* [TEXT SEGMENT]
━━━
At the same time, equality is not the end-all and be-all of justice, either. In the first place, other than equality before the law, it is impossible even to imagine what a society in which ‘equality’ were strictly enforced might be structured and function, much less have any idea how to bring such a society into existence, much less maintain such equality over time. As far as this author can surmise, a society of that kind could only mean ‘the exact same for everyone’. Who could want that, even if it could achieved? [Kurt Vonnegut, Jr. wrote a typically, for him, darkly funny story, “Harrison Bergeron,” about a society that attempted to achieve total equality: anyone ‘above average’ in any way is required to accept some kind of appropriate burden to bring them back to the average.]

Locke used equality to constrain liberty. For him, everyone’s liberty ends at the person and property of any other person: it is unjust to transgress beyond that line. Those are commonly accepted limits on liberty in this nation.

In resetting our understanding of justice we have to accept that limits on justice go to more than persons and property. People have interests other than property. So we have to expand Locke’s dictum to say that liberty ends at the ‘person and interests’ of other people.
━━━
* [GIVEN REQUEST A]
Rewrite the part of the passage on equality and justice that opens with the words containing "Locke used equality" and closes with "in this nation.", putting "freedom" wherever "liberty" appears.
* [GIVEN REQUEST B]
Answer these about the passage on equality and justice:
(i) Who wrote the story "Harrison Bergeron"?
(ii) What did Locke use equality to do?
(iii) In the last paragraph, at what does the passage say liberty ends once Locke's dictum is expanded?
* [GIVEN REQUEST C]
Carry the passage on equality and justice further from its last sentence.
The lines are not needed for this work.

* [DATASET ROWS]
━━━
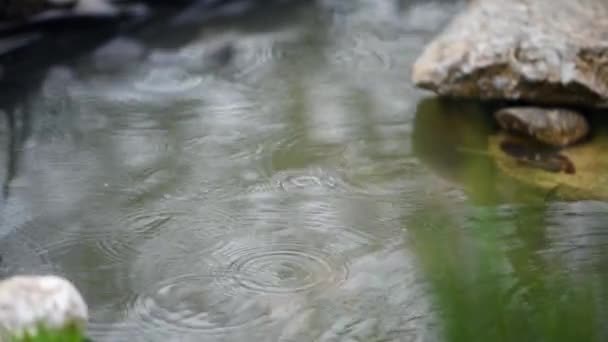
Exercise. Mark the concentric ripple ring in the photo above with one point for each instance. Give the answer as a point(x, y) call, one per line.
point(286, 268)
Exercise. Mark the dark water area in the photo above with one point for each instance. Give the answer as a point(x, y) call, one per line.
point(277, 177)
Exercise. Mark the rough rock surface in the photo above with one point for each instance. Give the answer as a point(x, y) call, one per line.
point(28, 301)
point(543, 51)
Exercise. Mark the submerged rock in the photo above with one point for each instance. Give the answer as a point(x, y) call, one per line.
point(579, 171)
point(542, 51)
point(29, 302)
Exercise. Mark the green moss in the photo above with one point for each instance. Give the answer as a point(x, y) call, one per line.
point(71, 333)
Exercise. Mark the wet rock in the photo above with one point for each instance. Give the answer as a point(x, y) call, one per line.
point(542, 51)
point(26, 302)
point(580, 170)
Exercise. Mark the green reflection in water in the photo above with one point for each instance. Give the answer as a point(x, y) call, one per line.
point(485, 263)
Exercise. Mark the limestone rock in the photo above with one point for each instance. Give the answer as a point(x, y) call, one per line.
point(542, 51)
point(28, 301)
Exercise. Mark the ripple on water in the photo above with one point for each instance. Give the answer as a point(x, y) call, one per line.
━━━
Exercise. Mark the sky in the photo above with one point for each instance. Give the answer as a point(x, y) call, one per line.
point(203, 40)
━━━
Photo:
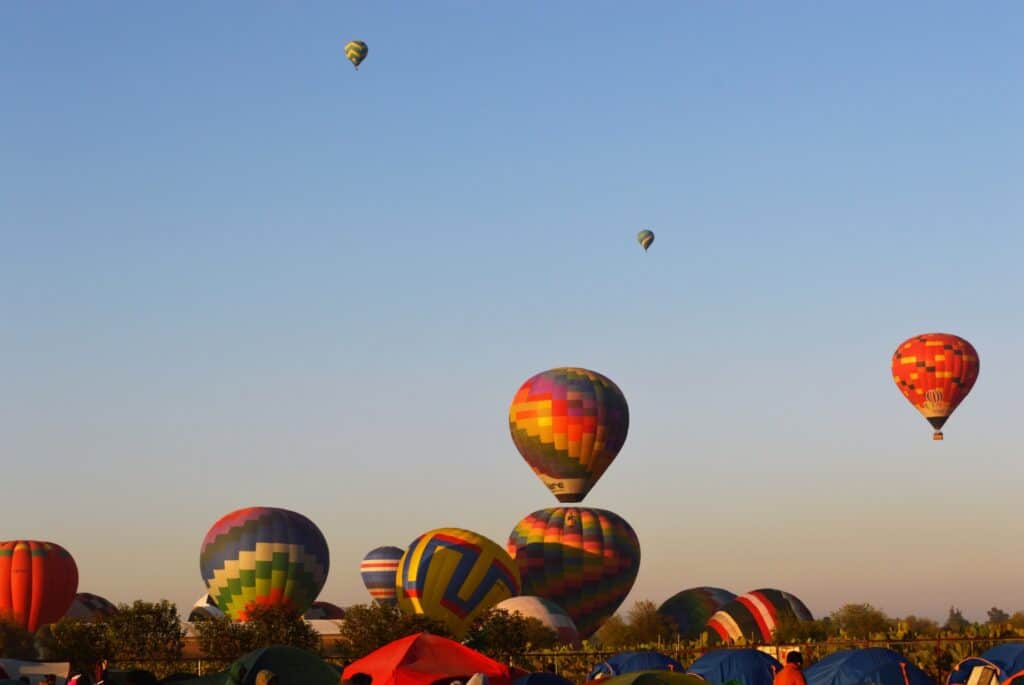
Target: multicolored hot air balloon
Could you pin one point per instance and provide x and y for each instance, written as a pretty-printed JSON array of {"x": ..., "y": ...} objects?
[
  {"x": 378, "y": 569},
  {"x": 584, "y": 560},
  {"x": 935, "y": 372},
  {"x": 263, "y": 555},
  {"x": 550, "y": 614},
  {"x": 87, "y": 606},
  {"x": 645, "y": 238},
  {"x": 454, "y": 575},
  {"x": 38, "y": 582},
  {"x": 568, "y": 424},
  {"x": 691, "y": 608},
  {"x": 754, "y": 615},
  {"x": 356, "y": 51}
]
━━━
* [TASK ANSWER A]
Locke used equality to constrain freedom. For him, everyone’s freedom ends at the person and property of any other person: it is unjust to transgress beyond that line. Those are commonly accepted limits on freedom in this nation.

* [TASK ANSWER B]
(i) Kurt Vonnegut, Jr.
(ii) To constrain liberty.
(iii) At the 'person and interests' of other people.

* [TASK ANSWER C]
It is obvious why another person’s person — a person’s physical being — is a legitimate limit on liberty. To get to where we want to go it is worth asking why property is a legitimate limit on liberty.

After all, maximum justice is the goal of a just society, not maximum property. Maximizing justice means maximizing liberty. How does my property limiting your liberty maximize justice?

Property is a legitimate limit on liberty because any person’s property is an integral part of that person’s life. A person’s property is as much a part of a person’s life as that person’s physical self is. It is irrelevant whether it is necessary or not, or useful or not, or has monetary or sentimental value or not, or whether or not any other recognizable justification exists for any piece of property that a person owns. Even if a person’s property was illegitimately acquired, it is still unjust for any other individual person(s) to harm or take it. A person’s property is integral to that person’s life, and that is all anybody has to know. For that reason we must limit our own liberty by respecting all property of any other people.

So property is one integral interest in the lives of people, and for that reason it is a legitimate limit on liberty. Are there any other such interests?

One such interest that is already universally recognized is a person’s reputation. That is why the liberty to commit malicious slander/libel is limited to the point of being illegal. Indeed, to assassinate another person’s character is every bit as vile an act as murder is.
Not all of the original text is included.